WHAT TO DO:
Copy out exactly the lines from the line containing "of the window" to the end of the listing.

RECORDED INFORMATION:
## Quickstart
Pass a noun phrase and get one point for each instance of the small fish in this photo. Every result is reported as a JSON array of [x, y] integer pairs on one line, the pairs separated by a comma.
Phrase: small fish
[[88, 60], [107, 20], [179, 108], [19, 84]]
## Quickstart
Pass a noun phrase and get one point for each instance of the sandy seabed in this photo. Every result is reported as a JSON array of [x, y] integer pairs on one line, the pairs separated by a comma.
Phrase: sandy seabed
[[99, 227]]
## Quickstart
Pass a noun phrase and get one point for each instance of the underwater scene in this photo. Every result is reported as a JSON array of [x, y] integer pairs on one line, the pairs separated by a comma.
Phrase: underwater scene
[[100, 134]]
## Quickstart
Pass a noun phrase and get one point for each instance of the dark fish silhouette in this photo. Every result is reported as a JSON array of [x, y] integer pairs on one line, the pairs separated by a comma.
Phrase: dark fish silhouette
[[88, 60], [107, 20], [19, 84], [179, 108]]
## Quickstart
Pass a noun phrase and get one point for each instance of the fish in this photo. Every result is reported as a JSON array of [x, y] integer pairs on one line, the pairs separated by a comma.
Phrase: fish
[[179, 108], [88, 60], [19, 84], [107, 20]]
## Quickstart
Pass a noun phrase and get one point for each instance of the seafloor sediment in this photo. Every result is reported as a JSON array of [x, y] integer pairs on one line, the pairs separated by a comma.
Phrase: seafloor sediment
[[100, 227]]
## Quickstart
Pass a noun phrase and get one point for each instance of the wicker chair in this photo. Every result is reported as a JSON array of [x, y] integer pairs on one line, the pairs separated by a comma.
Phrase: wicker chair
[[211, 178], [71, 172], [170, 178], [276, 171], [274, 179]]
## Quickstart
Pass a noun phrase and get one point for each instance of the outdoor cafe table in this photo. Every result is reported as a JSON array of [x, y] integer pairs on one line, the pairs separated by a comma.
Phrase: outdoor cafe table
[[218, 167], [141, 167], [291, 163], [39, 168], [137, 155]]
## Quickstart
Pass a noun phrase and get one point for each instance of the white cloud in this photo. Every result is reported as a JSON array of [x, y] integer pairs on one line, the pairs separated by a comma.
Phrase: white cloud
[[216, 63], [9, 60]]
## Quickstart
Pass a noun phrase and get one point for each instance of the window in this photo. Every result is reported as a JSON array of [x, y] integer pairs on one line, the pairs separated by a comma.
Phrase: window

COMPLETED EXERCISE:
Pass a noun phrase and get one point for each instance of the window in this photo. Every result is reported as a JSON array of [x, y] integer pairs on one line, the pairs separated by a comma.
Phrase: window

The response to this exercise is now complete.